* TO BE DONE *
Update the data by replacing every occurrence of "grounding system" with "detection tool". Keep everything else unchanged.

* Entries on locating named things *
<<<<

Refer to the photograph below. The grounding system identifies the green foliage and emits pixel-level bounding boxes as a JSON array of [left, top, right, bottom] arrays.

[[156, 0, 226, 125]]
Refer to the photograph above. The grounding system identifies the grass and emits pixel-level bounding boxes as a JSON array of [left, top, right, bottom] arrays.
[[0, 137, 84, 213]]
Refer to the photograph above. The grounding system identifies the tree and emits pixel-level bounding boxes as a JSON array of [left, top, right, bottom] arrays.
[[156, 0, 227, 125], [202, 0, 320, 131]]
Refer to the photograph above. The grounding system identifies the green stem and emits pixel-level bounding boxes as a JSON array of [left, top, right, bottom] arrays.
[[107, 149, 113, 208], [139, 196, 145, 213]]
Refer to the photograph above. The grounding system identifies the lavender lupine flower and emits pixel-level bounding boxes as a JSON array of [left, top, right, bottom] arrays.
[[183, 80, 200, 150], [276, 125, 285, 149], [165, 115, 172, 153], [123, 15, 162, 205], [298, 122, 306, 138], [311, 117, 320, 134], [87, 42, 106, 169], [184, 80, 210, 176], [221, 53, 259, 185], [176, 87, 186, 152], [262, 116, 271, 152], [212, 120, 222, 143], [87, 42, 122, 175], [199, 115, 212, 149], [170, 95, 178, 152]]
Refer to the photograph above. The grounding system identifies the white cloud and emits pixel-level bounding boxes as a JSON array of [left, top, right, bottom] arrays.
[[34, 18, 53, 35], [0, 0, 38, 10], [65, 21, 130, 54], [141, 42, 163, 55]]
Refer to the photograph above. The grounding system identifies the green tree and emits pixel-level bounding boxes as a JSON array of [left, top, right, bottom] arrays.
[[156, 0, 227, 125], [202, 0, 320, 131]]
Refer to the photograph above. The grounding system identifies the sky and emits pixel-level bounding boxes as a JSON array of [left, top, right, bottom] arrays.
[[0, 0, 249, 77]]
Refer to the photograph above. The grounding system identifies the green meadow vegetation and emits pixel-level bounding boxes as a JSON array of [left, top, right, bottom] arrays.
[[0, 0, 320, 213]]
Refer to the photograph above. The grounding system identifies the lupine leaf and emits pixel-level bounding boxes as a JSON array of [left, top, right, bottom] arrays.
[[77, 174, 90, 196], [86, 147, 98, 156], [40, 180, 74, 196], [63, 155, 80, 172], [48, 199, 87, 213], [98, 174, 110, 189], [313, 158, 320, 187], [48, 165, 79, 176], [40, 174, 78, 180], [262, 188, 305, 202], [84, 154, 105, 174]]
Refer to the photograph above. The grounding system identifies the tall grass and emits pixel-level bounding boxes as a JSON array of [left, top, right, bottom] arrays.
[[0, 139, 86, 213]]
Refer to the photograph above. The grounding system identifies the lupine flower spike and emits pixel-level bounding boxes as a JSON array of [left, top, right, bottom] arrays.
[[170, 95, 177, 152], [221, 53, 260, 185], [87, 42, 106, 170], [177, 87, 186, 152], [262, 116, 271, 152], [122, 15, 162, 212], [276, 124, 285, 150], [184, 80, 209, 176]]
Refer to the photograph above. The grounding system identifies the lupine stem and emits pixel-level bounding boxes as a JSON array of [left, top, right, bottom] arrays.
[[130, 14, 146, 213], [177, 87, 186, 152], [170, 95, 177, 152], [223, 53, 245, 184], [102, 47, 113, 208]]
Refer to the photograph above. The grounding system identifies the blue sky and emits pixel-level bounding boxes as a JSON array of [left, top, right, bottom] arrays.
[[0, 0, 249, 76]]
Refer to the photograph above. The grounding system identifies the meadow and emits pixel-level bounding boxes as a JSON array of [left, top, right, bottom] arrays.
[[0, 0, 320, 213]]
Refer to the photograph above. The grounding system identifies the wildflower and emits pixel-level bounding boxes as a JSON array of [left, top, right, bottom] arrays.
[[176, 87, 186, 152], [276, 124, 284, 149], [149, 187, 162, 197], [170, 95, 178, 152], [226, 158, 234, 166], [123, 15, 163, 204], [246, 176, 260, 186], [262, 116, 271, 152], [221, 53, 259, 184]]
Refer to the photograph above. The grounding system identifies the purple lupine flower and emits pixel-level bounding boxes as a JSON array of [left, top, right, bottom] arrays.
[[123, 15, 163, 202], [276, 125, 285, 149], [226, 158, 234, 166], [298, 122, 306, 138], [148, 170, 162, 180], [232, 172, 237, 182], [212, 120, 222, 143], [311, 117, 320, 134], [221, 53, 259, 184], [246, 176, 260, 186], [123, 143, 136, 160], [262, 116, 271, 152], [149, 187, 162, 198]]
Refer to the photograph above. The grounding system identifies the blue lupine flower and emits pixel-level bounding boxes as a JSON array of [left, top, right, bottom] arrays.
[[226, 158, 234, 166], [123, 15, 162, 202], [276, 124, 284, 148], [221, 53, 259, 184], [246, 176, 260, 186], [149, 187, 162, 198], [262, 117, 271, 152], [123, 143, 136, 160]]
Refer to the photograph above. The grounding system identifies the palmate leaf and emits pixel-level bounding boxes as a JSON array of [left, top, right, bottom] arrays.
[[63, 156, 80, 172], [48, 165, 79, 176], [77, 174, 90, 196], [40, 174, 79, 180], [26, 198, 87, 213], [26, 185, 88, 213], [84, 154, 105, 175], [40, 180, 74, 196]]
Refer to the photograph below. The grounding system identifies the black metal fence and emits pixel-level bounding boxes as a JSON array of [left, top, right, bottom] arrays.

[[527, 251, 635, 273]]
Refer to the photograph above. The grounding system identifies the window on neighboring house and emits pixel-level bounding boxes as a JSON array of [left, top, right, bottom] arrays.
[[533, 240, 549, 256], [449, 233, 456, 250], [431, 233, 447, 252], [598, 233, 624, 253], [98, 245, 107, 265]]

>>>>

* RIGHT ANSWER *
Refer to the photograph below. The detection tool identifies the green foliage and emits pixel-level bounding boxes as a JSON array of [left, top, right, bottom] arrays.

[[156, 0, 226, 125]]
Refer to the photograph above. The detection tool identifies the grass and emits pixel-level bounding boxes as a JSON array of [left, top, right, bottom] arrays.
[[0, 137, 84, 213]]
Refer to the photograph above. The detection tool identifies the tree and emits pixel-level bounding boxes as a JSON array of [left, top, right, bottom] arrays.
[[156, 0, 227, 125], [202, 0, 320, 131]]
Refer to the photograph above. The detection tool identifies the green stem and emits pixel-level bounding boxes as a JSON array of [left, top, right, bottom] arrays.
[[107, 149, 113, 208], [139, 196, 145, 213]]
Refer to the photograph above. The detection tool identifies the lavender lupine flower and emits pixel-level bounding boxes as a JSON array of [left, top, right, bottom] arrays.
[[183, 80, 200, 150], [276, 125, 285, 149], [165, 115, 172, 153], [123, 15, 162, 205], [298, 122, 306, 138], [311, 117, 320, 134], [87, 42, 106, 169], [184, 80, 210, 176], [221, 53, 259, 185], [176, 87, 186, 152], [262, 116, 271, 152], [212, 120, 222, 143], [87, 42, 122, 175], [199, 115, 212, 149], [170, 95, 178, 152]]
Refer to the photograph above. The detection tool identifies the white cloud and emits pixel-level bounding boxes as a JSON array of [left, top, right, bottom] arrays.
[[34, 18, 53, 35], [0, 0, 38, 10], [65, 21, 130, 54], [141, 42, 163, 55]]
Refer to the photograph above. The detection tool identifies the green tree and emits pixel-level bounding boxes as a JSON array of [left, top, right, bottom] arrays.
[[156, 0, 227, 125], [202, 0, 320, 131]]
Refer to the photograph above. The detection tool identifies the sky and emits pixel-level bounding boxes as a JSON array of [left, top, right, bottom] arrays.
[[0, 0, 249, 77]]
Refer to the photograph above. The detection tool identifies the green meadow vegetation and emits pixel-level bounding boxes as a JSON array of [left, top, right, bottom] arrays.
[[0, 0, 320, 213]]
Refer to the photograph above. The detection tool identifies the lupine leaf and emits pixel-level bounding boxes as a JSON array of [left, top, right, bottom] arrays.
[[77, 174, 90, 196], [86, 147, 98, 156], [40, 180, 74, 196], [63, 155, 80, 172], [48, 199, 87, 213], [98, 174, 110, 189], [313, 158, 320, 187], [48, 165, 79, 176], [40, 174, 78, 180], [262, 188, 305, 202], [84, 154, 105, 174]]
Refer to the photograph above. The detection tool identifies the tall grass and emits pixel-level bounding boxes as a JSON array of [left, top, right, bottom] arrays.
[[0, 139, 86, 213]]
Refer to the photograph above. The detection tool identifies the lupine flower spike and emits pixel-level bounding boxes as a JSON array of [left, top, right, bottom] arrays.
[[170, 95, 177, 152], [221, 53, 260, 185], [87, 42, 106, 170], [177, 87, 186, 152], [262, 116, 271, 152], [122, 15, 162, 212], [276, 124, 285, 150], [184, 80, 209, 176]]
Refer to the photograph above. The detection tool identifies the lupine stem and emits pixel-level bounding boxes as a JSON array of [left, top, right, bottom] arrays.
[[130, 14, 146, 213], [177, 87, 186, 152], [170, 95, 177, 152], [223, 53, 245, 184], [102, 47, 113, 208]]
Refer to the photograph above. The detection tool identifies the blue sky and emits pixel-level bounding boxes as a JSON array of [left, top, right, bottom] arrays.
[[0, 0, 249, 76]]
Refer to the photograph above. The detection tool identifies the meadow and emits pixel-level bounding boxes as a JSON array of [left, top, right, bottom] arrays.
[[0, 0, 320, 213]]
Refer to the photograph above. The detection tool identifies the wildflower and emits pixel-level bounding boxes as a JSON array of [left, top, right, bottom] arrays.
[[176, 87, 186, 152], [276, 124, 284, 149], [149, 187, 162, 197], [170, 95, 178, 152], [226, 158, 234, 166], [123, 15, 163, 204], [246, 176, 260, 186], [262, 116, 271, 152], [221, 53, 259, 184]]
Refer to the photograph above. The detection tool identifies the purple lupine flower and emits pixel-level bounding boxes as a JSON array of [left, top, right, bottom] arrays.
[[123, 15, 163, 202], [276, 125, 285, 149], [226, 158, 234, 166], [298, 122, 306, 138], [148, 170, 162, 180], [232, 172, 237, 182], [212, 120, 222, 143], [311, 117, 320, 134], [221, 53, 259, 184], [246, 176, 260, 186], [123, 143, 136, 160], [262, 116, 271, 152], [149, 187, 162, 198]]
Refer to the photograph above. The detection tool identifies the blue lupine flower and emits pixel-level bounding boxes as a JSON array of [left, top, right, bottom] arrays.
[[226, 158, 234, 166], [123, 15, 162, 202], [276, 124, 284, 148], [221, 53, 259, 184], [246, 176, 260, 186], [149, 187, 162, 198], [262, 117, 271, 152], [123, 143, 136, 160]]
Refer to the photograph above. The detection tool identifies the palmate leaf and emits pixel-level bounding boxes as a JSON array of [left, top, right, bottom] arrays.
[[63, 156, 80, 172], [48, 165, 79, 176], [77, 174, 90, 196], [40, 174, 79, 180], [26, 198, 87, 213], [26, 185, 88, 213], [84, 154, 105, 175], [40, 180, 74, 196]]
Refer to the photograph below. The detection tool identifies the black metal fence and emits pixel-level bounding boxes as a JSON array of [left, top, right, bottom] arrays.

[[527, 251, 635, 273]]
Refer to the photograph above. The detection tool identifies the window on neighboring house and emits pixel-level bounding boxes as a JSON array of [left, top, right, bottom] arrays.
[[533, 240, 549, 256], [449, 233, 456, 250], [431, 233, 447, 252], [598, 233, 624, 253], [98, 245, 107, 265]]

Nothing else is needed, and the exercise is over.